Set task:
Starting at the line that contains "[locate] the front" and continuing down to the end of the records, copy those lines, switching "house" to "home" and leaving everything else unchanged.

<<<<

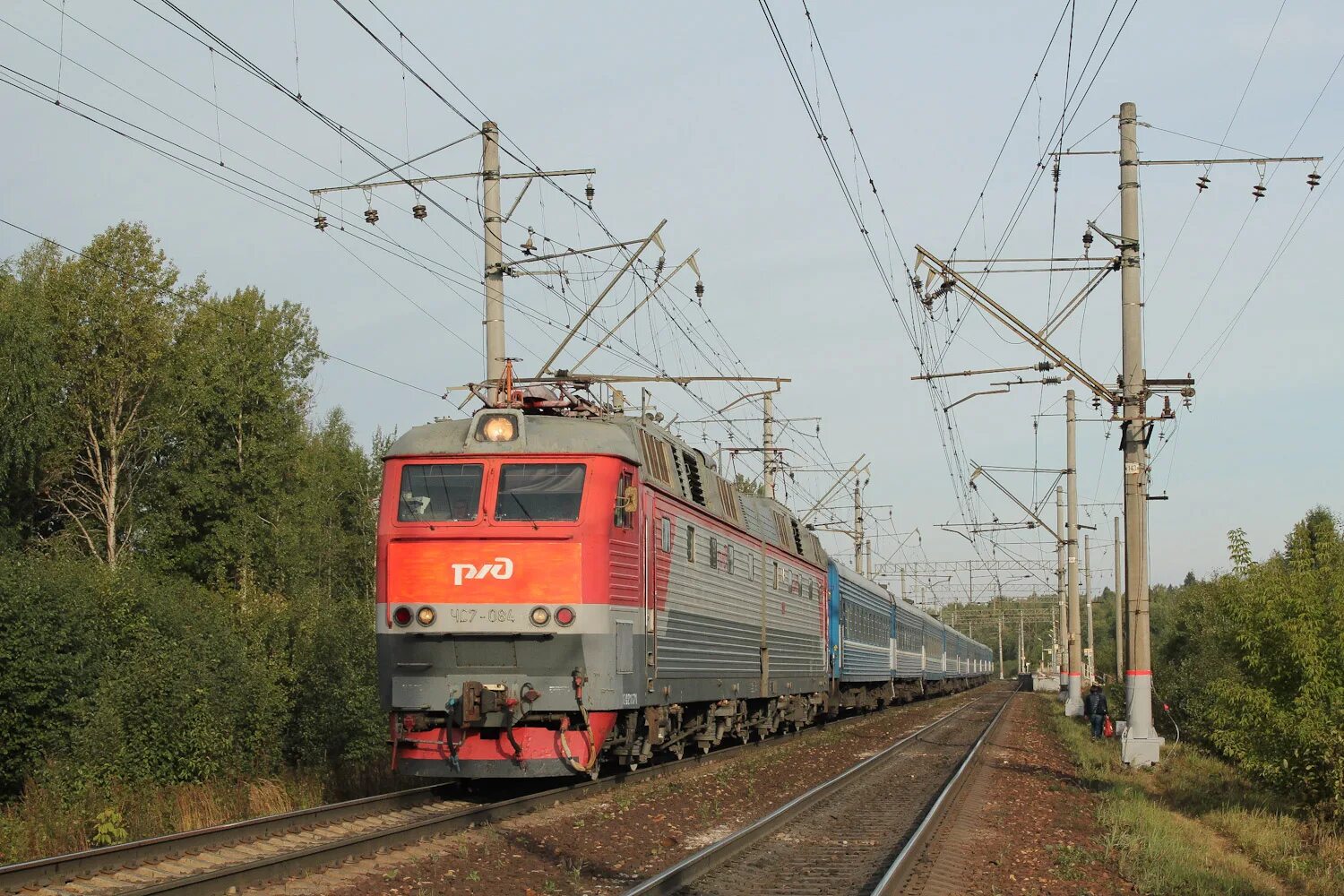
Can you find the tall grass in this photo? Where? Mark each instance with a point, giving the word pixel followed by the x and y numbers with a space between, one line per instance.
pixel 50 820
pixel 1193 825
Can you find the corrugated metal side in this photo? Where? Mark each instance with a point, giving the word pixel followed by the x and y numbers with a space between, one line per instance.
pixel 624 549
pixel 710 625
pixel 909 641
pixel 867 656
pixel 933 649
pixel 796 616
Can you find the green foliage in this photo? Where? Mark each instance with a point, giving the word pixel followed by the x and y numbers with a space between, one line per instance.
pixel 185 554
pixel 109 828
pixel 1254 661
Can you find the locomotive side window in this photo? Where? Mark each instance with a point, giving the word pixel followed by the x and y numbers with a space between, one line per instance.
pixel 440 492
pixel 534 492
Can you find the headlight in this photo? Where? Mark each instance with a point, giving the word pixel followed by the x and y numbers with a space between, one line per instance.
pixel 496 427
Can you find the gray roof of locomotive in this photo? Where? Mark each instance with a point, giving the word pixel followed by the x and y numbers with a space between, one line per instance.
pixel 631 438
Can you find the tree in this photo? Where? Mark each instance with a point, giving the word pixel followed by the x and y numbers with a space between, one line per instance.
pixel 113 314
pixel 234 429
pixel 30 392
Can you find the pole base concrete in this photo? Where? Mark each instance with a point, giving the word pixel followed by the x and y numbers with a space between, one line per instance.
pixel 1140 753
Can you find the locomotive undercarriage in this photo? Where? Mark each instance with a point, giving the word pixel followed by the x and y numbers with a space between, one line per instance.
pixel 679 728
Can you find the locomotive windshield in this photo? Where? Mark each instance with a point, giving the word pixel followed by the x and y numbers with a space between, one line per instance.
pixel 440 492
pixel 532 492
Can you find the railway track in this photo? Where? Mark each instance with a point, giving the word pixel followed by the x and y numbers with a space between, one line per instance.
pixel 846 836
pixel 246 853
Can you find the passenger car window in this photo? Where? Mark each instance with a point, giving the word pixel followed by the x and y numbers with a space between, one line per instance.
pixel 440 492
pixel 535 492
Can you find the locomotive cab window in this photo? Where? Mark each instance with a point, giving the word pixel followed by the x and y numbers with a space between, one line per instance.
pixel 440 492
pixel 537 492
pixel 624 516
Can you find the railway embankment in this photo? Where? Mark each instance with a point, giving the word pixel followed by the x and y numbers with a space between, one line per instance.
pixel 610 841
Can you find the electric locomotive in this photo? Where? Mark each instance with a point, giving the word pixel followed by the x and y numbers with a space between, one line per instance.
pixel 559 584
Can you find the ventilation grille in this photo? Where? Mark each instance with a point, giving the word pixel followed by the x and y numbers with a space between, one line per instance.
pixel 693 477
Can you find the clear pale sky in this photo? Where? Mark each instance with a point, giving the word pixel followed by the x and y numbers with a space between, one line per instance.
pixel 687 113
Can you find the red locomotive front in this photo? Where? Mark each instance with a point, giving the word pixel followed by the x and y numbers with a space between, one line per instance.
pixel 503 548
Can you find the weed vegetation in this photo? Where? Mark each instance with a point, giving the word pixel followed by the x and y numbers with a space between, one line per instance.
pixel 1193 825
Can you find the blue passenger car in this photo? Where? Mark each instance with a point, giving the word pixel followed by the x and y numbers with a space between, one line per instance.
pixel 860 627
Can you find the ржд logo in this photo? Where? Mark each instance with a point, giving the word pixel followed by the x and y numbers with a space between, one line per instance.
pixel 500 568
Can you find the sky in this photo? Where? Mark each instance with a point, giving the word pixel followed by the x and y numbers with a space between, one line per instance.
pixel 688 113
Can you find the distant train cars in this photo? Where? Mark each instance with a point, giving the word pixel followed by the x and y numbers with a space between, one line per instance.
pixel 561 590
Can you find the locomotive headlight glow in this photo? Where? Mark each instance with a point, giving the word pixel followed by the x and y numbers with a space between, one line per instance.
pixel 496 427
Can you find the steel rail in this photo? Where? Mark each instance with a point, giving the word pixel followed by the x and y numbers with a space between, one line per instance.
pixel 903 866
pixel 714 856
pixel 74 866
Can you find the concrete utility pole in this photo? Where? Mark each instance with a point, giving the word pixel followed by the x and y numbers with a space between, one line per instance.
pixel 1021 640
pixel 768 445
pixel 1061 548
pixel 1120 611
pixel 1090 665
pixel 857 525
pixel 495 351
pixel 1074 704
pixel 1000 648
pixel 1142 745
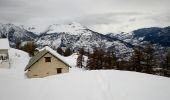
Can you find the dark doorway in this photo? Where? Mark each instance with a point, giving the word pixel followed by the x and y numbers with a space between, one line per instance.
pixel 59 70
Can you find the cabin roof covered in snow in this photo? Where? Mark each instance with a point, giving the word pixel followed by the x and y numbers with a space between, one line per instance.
pixel 4 43
pixel 41 53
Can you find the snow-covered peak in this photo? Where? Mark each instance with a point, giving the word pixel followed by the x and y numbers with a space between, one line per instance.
pixel 72 28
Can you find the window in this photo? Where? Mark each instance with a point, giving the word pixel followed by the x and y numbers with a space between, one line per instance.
pixel 47 59
pixel 59 70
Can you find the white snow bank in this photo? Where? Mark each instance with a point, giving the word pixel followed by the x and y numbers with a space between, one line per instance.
pixel 80 85
pixel 88 85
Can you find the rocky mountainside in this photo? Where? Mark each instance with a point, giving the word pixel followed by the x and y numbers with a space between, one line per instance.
pixel 74 36
pixel 15 33
pixel 154 35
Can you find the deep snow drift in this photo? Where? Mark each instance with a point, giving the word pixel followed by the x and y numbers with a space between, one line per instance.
pixel 80 85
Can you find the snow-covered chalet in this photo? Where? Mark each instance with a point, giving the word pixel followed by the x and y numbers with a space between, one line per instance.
pixel 4 54
pixel 45 63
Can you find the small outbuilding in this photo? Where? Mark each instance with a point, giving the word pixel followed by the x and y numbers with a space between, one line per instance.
pixel 4 54
pixel 45 63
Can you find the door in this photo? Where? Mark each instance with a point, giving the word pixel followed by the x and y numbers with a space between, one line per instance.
pixel 59 70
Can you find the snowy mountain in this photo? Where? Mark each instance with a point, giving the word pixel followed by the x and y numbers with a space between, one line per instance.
pixel 16 33
pixel 154 35
pixel 75 36
pixel 79 84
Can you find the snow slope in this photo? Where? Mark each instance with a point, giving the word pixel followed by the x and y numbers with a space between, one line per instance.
pixel 80 85
pixel 73 28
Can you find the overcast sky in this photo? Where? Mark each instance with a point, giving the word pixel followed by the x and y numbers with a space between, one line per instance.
pixel 99 15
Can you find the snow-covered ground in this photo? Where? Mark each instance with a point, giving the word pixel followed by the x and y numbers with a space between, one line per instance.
pixel 79 84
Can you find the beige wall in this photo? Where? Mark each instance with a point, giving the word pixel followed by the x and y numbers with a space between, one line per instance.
pixel 42 68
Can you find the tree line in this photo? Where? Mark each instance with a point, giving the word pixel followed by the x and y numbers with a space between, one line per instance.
pixel 144 59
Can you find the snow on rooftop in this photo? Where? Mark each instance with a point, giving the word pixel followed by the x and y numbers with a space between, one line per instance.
pixel 56 54
pixel 4 43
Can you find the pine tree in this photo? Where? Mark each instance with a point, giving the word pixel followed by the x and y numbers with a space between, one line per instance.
pixel 167 61
pixel 80 61
pixel 136 60
pixel 149 57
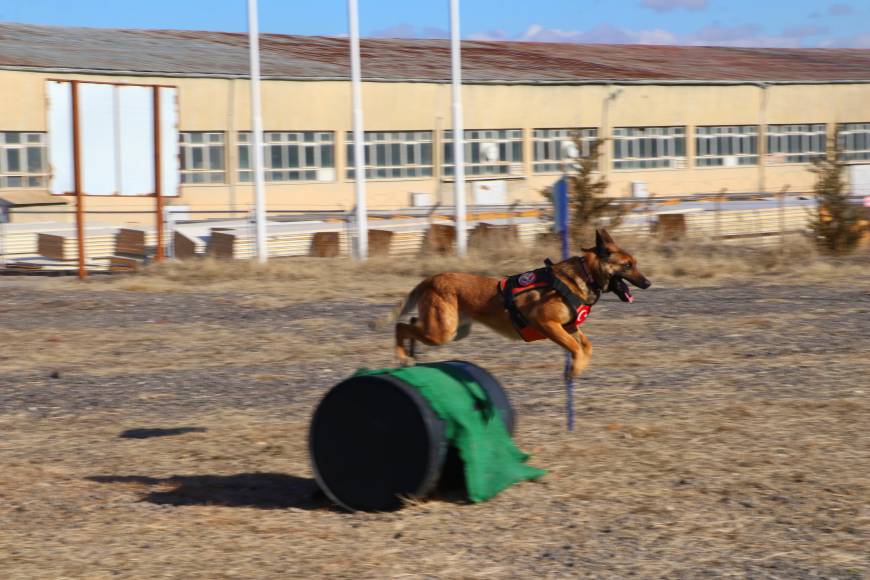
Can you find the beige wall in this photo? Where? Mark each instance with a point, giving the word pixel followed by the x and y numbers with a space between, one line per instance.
pixel 222 105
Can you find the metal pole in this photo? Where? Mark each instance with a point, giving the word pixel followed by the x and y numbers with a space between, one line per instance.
pixel 458 131
pixel 781 206
pixel 565 230
pixel 257 133
pixel 362 226
pixel 77 181
pixel 158 180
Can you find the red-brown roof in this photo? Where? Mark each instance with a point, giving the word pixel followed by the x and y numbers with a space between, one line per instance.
pixel 223 54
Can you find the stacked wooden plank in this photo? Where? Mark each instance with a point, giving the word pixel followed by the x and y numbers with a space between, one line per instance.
pixel 99 243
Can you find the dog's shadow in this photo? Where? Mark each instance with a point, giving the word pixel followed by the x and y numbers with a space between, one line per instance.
pixel 252 490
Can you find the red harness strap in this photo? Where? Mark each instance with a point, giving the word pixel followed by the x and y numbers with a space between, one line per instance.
pixel 530 281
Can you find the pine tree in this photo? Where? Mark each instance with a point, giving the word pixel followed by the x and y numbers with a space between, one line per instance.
pixel 836 223
pixel 587 195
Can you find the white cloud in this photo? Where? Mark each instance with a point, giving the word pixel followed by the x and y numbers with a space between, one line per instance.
pixel 840 9
pixel 668 5
pixel 603 34
pixel 405 30
pixel 745 35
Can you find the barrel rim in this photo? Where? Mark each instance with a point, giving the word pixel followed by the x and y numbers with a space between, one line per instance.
pixel 434 426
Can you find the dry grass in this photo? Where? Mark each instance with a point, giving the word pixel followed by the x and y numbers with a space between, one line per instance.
pixel 294 280
pixel 702 449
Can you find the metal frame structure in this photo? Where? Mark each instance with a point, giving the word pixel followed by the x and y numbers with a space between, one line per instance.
pixel 77 192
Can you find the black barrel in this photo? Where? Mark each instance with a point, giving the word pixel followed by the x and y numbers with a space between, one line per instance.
pixel 375 440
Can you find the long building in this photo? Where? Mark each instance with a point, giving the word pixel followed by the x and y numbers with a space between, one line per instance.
pixel 677 119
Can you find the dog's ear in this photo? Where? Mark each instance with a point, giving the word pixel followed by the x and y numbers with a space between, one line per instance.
pixel 603 238
pixel 603 243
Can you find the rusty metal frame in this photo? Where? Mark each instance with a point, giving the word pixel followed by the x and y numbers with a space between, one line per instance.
pixel 77 181
pixel 77 173
pixel 158 176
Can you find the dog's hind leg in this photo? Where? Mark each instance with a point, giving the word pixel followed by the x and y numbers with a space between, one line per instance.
pixel 570 342
pixel 412 343
pixel 436 326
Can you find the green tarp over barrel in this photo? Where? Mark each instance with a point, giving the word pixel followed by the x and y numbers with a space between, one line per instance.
pixel 491 460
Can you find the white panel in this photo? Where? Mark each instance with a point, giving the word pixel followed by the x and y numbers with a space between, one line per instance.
pixel 859 178
pixel 97 139
pixel 135 122
pixel 60 146
pixel 489 192
pixel 169 140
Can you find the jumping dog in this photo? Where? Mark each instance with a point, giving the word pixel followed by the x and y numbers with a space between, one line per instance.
pixel 549 302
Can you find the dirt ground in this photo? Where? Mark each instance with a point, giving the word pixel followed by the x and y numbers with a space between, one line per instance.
pixel 155 426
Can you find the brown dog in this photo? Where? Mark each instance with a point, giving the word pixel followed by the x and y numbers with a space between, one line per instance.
pixel 546 303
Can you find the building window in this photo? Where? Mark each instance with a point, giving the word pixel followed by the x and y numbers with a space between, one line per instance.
pixel 854 141
pixel 393 154
pixel 22 159
pixel 291 156
pixel 202 157
pixel 795 143
pixel 649 147
pixel 726 145
pixel 488 152
pixel 551 146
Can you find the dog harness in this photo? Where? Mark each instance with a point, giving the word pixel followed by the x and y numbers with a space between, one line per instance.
pixel 542 278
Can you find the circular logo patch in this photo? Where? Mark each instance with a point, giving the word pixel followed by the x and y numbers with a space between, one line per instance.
pixel 526 279
pixel 582 313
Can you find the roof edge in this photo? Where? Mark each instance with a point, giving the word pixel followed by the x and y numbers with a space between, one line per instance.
pixel 207 75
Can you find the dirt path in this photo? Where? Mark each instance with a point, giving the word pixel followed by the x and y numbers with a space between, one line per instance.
pixel 721 430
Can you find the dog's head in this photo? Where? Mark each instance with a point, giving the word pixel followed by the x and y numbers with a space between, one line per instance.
pixel 614 267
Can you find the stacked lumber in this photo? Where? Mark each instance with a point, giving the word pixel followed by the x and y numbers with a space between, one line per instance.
pixel 99 243
pixel 440 239
pixel 380 242
pixel 129 242
pixel 183 247
pixel 324 245
pixel 488 236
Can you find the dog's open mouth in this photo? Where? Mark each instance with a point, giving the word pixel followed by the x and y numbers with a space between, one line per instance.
pixel 620 288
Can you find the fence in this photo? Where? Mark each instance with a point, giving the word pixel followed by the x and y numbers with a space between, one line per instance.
pixel 47 243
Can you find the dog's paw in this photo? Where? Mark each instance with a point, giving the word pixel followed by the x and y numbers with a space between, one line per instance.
pixel 408 361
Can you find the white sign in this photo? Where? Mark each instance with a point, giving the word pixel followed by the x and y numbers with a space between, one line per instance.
pixel 116 139
pixel 491 192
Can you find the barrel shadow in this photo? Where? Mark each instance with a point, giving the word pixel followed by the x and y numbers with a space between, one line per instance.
pixel 149 432
pixel 252 490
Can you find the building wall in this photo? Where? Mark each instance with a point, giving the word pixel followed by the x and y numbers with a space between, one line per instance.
pixel 223 105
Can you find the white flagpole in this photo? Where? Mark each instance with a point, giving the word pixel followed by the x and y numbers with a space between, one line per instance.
pixel 458 130
pixel 257 133
pixel 362 245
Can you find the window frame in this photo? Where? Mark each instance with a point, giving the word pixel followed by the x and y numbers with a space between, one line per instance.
pixel 861 133
pixel 186 154
pixel 29 179
pixel 642 147
pixel 508 141
pixel 287 143
pixel 384 145
pixel 547 140
pixel 803 134
pixel 709 140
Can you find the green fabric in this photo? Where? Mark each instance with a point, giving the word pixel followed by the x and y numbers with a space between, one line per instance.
pixel 492 461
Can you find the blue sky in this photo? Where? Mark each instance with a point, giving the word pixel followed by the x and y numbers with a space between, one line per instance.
pixel 789 23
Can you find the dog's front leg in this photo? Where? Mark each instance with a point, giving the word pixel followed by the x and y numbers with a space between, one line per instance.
pixel 572 343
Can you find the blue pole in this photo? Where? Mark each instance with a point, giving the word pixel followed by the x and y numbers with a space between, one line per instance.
pixel 562 225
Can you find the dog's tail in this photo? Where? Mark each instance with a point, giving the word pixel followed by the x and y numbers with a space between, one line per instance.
pixel 405 306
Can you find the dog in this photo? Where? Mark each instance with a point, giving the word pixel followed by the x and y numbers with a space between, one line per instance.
pixel 550 302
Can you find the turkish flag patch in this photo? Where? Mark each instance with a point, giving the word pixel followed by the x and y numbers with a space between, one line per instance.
pixel 582 313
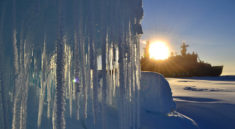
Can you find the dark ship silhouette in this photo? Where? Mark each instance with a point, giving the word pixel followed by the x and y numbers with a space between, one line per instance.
pixel 184 65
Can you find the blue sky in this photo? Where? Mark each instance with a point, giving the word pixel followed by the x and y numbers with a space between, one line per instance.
pixel 208 26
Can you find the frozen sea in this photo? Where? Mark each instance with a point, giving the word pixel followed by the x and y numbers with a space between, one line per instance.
pixel 209 101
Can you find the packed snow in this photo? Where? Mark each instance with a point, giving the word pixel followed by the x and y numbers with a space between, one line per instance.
pixel 207 100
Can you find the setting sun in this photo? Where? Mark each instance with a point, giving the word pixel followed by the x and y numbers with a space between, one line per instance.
pixel 158 51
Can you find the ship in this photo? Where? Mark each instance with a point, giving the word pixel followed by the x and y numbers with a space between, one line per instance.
pixel 181 65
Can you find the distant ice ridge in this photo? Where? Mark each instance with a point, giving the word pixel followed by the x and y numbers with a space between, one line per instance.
pixel 73 64
pixel 70 59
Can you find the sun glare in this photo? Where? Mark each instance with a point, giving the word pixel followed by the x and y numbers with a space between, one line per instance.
pixel 159 51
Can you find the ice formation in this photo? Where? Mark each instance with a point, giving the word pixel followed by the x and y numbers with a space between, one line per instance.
pixel 62 59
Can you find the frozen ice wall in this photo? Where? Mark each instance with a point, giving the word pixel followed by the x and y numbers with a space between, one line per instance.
pixel 69 60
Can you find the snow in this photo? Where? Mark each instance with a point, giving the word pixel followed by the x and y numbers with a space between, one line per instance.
pixel 207 100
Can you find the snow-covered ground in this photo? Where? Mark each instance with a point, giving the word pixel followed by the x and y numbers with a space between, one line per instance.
pixel 209 101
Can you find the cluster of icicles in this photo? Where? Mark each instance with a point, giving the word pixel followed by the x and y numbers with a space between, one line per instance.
pixel 97 68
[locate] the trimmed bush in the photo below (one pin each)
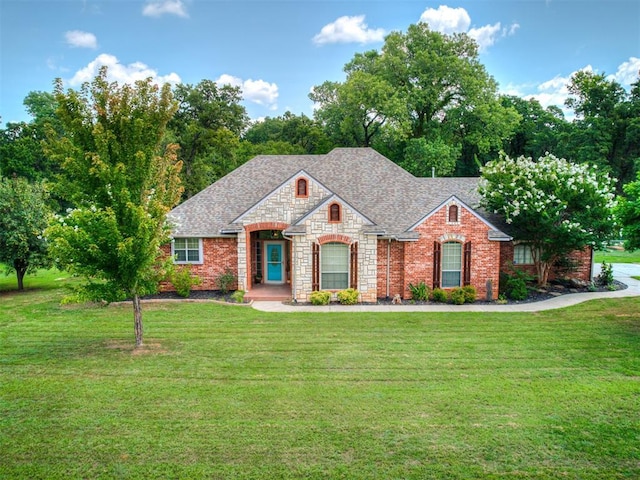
(470, 293)
(419, 292)
(348, 296)
(439, 295)
(516, 289)
(238, 296)
(320, 297)
(457, 296)
(226, 281)
(605, 278)
(182, 280)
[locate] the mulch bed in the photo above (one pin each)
(536, 295)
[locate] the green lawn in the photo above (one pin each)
(617, 256)
(228, 392)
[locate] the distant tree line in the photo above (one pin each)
(424, 100)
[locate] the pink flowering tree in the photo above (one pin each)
(552, 204)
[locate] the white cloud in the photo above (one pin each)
(446, 19)
(256, 91)
(157, 8)
(349, 30)
(449, 20)
(77, 38)
(485, 36)
(628, 72)
(118, 72)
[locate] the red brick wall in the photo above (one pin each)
(396, 268)
(485, 254)
(219, 254)
(582, 259)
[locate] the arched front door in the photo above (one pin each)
(274, 262)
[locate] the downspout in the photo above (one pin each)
(293, 283)
(388, 267)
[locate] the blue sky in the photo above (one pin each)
(276, 51)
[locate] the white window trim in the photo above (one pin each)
(442, 269)
(322, 287)
(523, 245)
(448, 207)
(187, 262)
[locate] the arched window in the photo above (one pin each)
(453, 214)
(451, 264)
(335, 213)
(334, 266)
(301, 188)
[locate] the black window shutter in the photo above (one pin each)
(436, 265)
(467, 264)
(354, 265)
(315, 267)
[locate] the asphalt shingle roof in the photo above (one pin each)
(372, 184)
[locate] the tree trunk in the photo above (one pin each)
(543, 269)
(21, 270)
(137, 319)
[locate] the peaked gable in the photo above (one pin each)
(494, 233)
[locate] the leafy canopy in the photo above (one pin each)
(628, 212)
(554, 205)
(23, 218)
(122, 181)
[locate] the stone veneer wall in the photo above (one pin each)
(485, 254)
(280, 209)
(349, 230)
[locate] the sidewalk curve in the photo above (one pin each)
(621, 271)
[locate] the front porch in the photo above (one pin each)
(269, 292)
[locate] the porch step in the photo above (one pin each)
(269, 298)
(275, 293)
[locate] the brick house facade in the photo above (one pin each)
(350, 218)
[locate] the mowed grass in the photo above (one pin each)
(229, 392)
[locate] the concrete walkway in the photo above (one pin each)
(621, 272)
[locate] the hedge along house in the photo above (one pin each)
(350, 218)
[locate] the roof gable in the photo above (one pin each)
(494, 232)
(372, 185)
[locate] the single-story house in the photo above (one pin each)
(350, 218)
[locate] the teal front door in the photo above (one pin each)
(275, 262)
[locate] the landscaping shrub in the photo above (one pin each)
(419, 292)
(348, 296)
(605, 278)
(516, 289)
(470, 293)
(457, 296)
(439, 295)
(182, 280)
(320, 297)
(226, 281)
(238, 296)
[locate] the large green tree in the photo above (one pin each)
(24, 215)
(606, 131)
(21, 150)
(301, 133)
(122, 181)
(540, 130)
(356, 111)
(424, 85)
(207, 126)
(628, 212)
(553, 205)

>>>>

Expected answer:
[locate] the front porch in the photo above (one pin each)
(269, 292)
[locate] the porch step in the photo above (one pin each)
(269, 298)
(275, 293)
[locate] the brick home facade in the photo above (one pin each)
(350, 218)
[locate] the mowed grass in the photo above (one pin each)
(229, 392)
[locate] the concrete walkway in the photo above (one pin each)
(621, 272)
[locate] the hedge along home in the photo above (one pin each)
(350, 218)
[locate] the roof gable in the photo above (one pin each)
(494, 232)
(372, 185)
[locate] the single-story home in the photo above (one pin each)
(350, 218)
[locate] the teal front door in the photo above (one pin each)
(275, 262)
[locate] the landscaping shrub in the photo above (one pin each)
(419, 292)
(348, 296)
(605, 278)
(516, 289)
(470, 293)
(457, 296)
(439, 295)
(182, 280)
(320, 297)
(226, 281)
(238, 296)
[locate] the large green tree in the photo above (one pin each)
(24, 215)
(606, 131)
(21, 150)
(301, 133)
(122, 181)
(540, 130)
(356, 111)
(424, 85)
(207, 126)
(628, 212)
(553, 205)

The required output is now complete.